# Nice white R34 GTR . .



## gtrlux (Mar 8, 2006)

Found this one on the net and I think it looks pretty sexy . .:clap:


----------



## skylinegtr34 (Dec 6, 2006)

nice


----------



## sparks (May 10, 2005)

liking that a lot!!


----------



## MeLLoN Stu (Jun 9, 2005)

Nice but the (presumably) carbon on the back looks out of place, and the wheels are a bit too bling. White wheels would look lovely


----------



## gtrlux (Mar 8, 2006)

MeLLoN Stu said:


> Nice but the (presumably) carbon on the back looks out of place, and the wheels are a bit too bling. White wheels would look lovely


That's actually what I like mostly on this car, there are enough white GTR34s with white TE37s, standard color rear spoilers out there . . . .
BLING BLING . .indeed . .for me: oohhh yeah.

By the way looks like a Mines Spoiler, including the boot lip, blade and mounts. The wheel are works 20inch.


----------



## 6speed (Jul 18, 2006)

I've seen an R32 with a carbon trunk, roof and hood, and it just seemed sooo perfect. I like this R34 alot.


----------



## R0B (May 14, 2005)

your right, it is sexy!


----------



## skytoy (Sep 24, 2006)

That nismo spoiler and boot lip look well nice on the 34's. 

I like work wheels on the 34's, they look good. i think, only they 33's don't look good with bling.

## Provided material
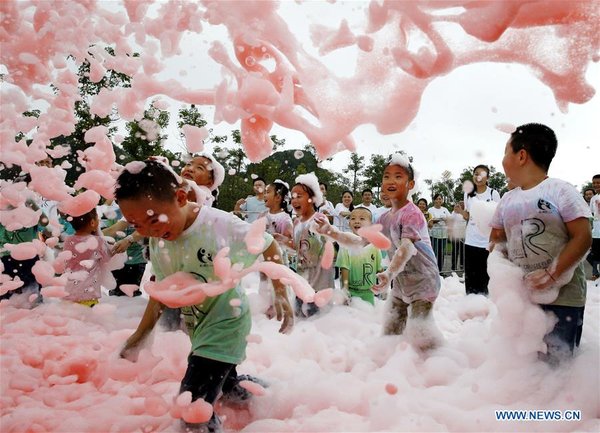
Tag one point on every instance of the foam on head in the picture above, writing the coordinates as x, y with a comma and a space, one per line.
216, 167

## Written instruction
In the white R34 GTR thread, turn the paragraph beginning "By the way looks like a Mines Spoiler" into a brief list that keeps its main facts.

## The answer
- The spoiler appears to be a Mines spoiler, including the boot lip, blade and mounts.
- The wheels are 20-inch works.